*Work to be completed*. For the records below, print every one exactly, with nothing dropped.

----------

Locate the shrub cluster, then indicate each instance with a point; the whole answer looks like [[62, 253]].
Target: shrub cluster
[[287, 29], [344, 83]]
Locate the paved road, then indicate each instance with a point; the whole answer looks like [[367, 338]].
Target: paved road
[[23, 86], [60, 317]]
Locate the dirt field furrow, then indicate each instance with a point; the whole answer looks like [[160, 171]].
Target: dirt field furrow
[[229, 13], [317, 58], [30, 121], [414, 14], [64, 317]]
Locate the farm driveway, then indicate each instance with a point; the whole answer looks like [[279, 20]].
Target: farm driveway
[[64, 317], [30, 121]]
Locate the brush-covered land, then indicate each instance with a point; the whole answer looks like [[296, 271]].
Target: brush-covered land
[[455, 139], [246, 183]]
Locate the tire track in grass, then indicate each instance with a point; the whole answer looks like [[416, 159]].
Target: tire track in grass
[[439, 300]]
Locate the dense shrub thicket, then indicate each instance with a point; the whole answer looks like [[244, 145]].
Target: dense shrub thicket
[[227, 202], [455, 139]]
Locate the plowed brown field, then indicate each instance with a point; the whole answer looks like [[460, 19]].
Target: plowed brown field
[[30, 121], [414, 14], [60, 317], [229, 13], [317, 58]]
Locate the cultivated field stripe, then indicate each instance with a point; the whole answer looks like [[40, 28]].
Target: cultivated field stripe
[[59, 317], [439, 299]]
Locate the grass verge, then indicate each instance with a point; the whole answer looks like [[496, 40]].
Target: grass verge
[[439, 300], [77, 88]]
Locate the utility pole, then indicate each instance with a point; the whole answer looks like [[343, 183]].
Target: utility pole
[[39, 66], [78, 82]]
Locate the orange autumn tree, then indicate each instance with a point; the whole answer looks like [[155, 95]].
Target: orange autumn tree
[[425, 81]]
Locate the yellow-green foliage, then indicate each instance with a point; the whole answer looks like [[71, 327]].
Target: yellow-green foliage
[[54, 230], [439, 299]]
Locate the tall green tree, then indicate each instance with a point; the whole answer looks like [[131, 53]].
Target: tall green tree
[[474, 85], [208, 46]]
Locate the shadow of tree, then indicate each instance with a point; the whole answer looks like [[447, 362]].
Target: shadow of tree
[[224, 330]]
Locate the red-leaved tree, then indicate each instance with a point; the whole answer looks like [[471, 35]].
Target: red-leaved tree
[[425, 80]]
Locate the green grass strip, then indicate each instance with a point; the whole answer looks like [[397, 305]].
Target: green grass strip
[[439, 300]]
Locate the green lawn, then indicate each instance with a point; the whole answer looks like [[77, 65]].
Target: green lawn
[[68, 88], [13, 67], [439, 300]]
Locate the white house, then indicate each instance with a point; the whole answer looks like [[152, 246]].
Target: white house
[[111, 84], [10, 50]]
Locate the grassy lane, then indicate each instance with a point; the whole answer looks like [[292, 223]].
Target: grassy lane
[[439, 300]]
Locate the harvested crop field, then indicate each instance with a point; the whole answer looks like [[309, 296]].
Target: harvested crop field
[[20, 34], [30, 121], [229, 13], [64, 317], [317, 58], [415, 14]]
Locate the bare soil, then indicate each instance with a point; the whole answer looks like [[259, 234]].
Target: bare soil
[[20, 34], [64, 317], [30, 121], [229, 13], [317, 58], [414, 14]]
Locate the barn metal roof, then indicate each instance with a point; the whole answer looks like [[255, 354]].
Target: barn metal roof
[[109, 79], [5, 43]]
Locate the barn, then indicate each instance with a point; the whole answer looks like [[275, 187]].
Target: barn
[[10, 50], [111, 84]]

----------

*Solution below*.
Locate the shrub cluster, then indicate each instance with a point; the whole answer looks like [[62, 253]].
Target: shrub cluster
[[287, 29], [344, 83]]
Locate the paved road, then indicate each instance with a point; the whole answer looks like [[367, 338]].
Target: paved road
[[23, 86], [60, 317]]
Locate the dirt field furrow, then indicate each instance with a point; the whole answer looks like [[160, 171]].
Target: dirt field furrow
[[229, 13], [317, 58], [30, 121], [414, 14], [64, 317]]
Locate the farm driveway, then indicate each instance with a point; the whole answer looks like [[279, 20]].
Target: farm driveway
[[64, 317], [30, 121]]
Locate the brush-covered land, then indicate each instance with a point; the whole answer looks like [[296, 271]].
Target: brush-covered land
[[455, 139], [246, 183]]
Locate the tire track in grass, then indicate each instance with a point; the whole answer looks like [[416, 159]].
Target: tire track in grass
[[439, 300]]
Locate the dense shrub thicket, then indicate each instance with a point; the whole answer looks like [[244, 145]].
Target: dense shrub thicket
[[227, 202], [455, 139]]
Locate the plowed brown field, then indicate each instance with a point; the whole answer looks like [[460, 19]].
Target: plowed brown field
[[30, 121], [414, 14], [60, 317], [229, 13], [317, 58]]
Locate the cultivated field stripe, then indicate each instance with a point; the whole answer looks like [[40, 28]].
Target: cultivated field stripe
[[59, 317], [439, 299]]
Locate the grass verge, then indicate each instance with a point; the whole answer looks like [[496, 40]].
Target: grass verge
[[439, 300], [77, 88]]
Locate the utility pole, then indicate each instance with a point; the whole answer looks like [[343, 183]].
Target: utility pole
[[39, 66], [78, 82]]
Locate the orange autumn tree, then indicate each instance with a point; the whole answer looks like [[155, 95]].
Target: orange autumn tree
[[425, 81]]
Locate the yellow-green foliage, then indicate each instance with a point; the whole answer looks like [[71, 327]].
Target: yellow-green foliage
[[54, 230], [439, 299]]
Locate the tall green tree, then indicate each instance with a point; the whole answer looks like [[131, 53]].
Target: tall green tree
[[474, 85], [208, 46]]
Locate the shadow of tree, then indicate each instance with a point; the whole answer looks like [[447, 362]].
Target: shadow of tree
[[224, 330]]
Locate the red-leaved tree, then indicate each instance with a point; the whole answer looks like [[471, 35]].
Target: red-leaved tree
[[425, 80]]
Locate the green grass strip, then indicate each instance with a point; the whole answer looks like [[397, 305]].
Target: green grass strip
[[439, 300]]
Locate the green lawn, then indicate each instance with a point; the whole answer looks like [[77, 65]].
Target: green lawn
[[68, 88], [13, 67], [439, 300]]
Locate the white house, then indicate each instance with a point; the whole answer looks like [[152, 246]].
Target: white house
[[111, 84], [10, 50]]
Locate the grassy lane, then indicate each instance with a point; the whole answer looks like [[292, 223]].
Target: grassy lane
[[439, 300]]
Locate the harvested crop field, then indicate each instance with a point; the whole answer looks like [[309, 296]].
Target: harvested crop field
[[20, 34], [30, 121], [229, 13], [64, 317], [317, 58], [415, 14]]
Locate the bare soil, then indicate each instance with a point; the whole answer looks like [[259, 234]].
Target: bare soil
[[20, 34], [64, 317], [30, 121], [229, 13], [317, 58], [414, 14]]
Locate the barn metal roof, then indicate each instance with a point; the whole answer looks like [[255, 354]].
Target: barn metal roof
[[109, 79], [5, 43]]
Locate the barn, then indicate each instance with a point; the whole answer looks like [[275, 187]].
Target: barn
[[10, 50], [111, 84]]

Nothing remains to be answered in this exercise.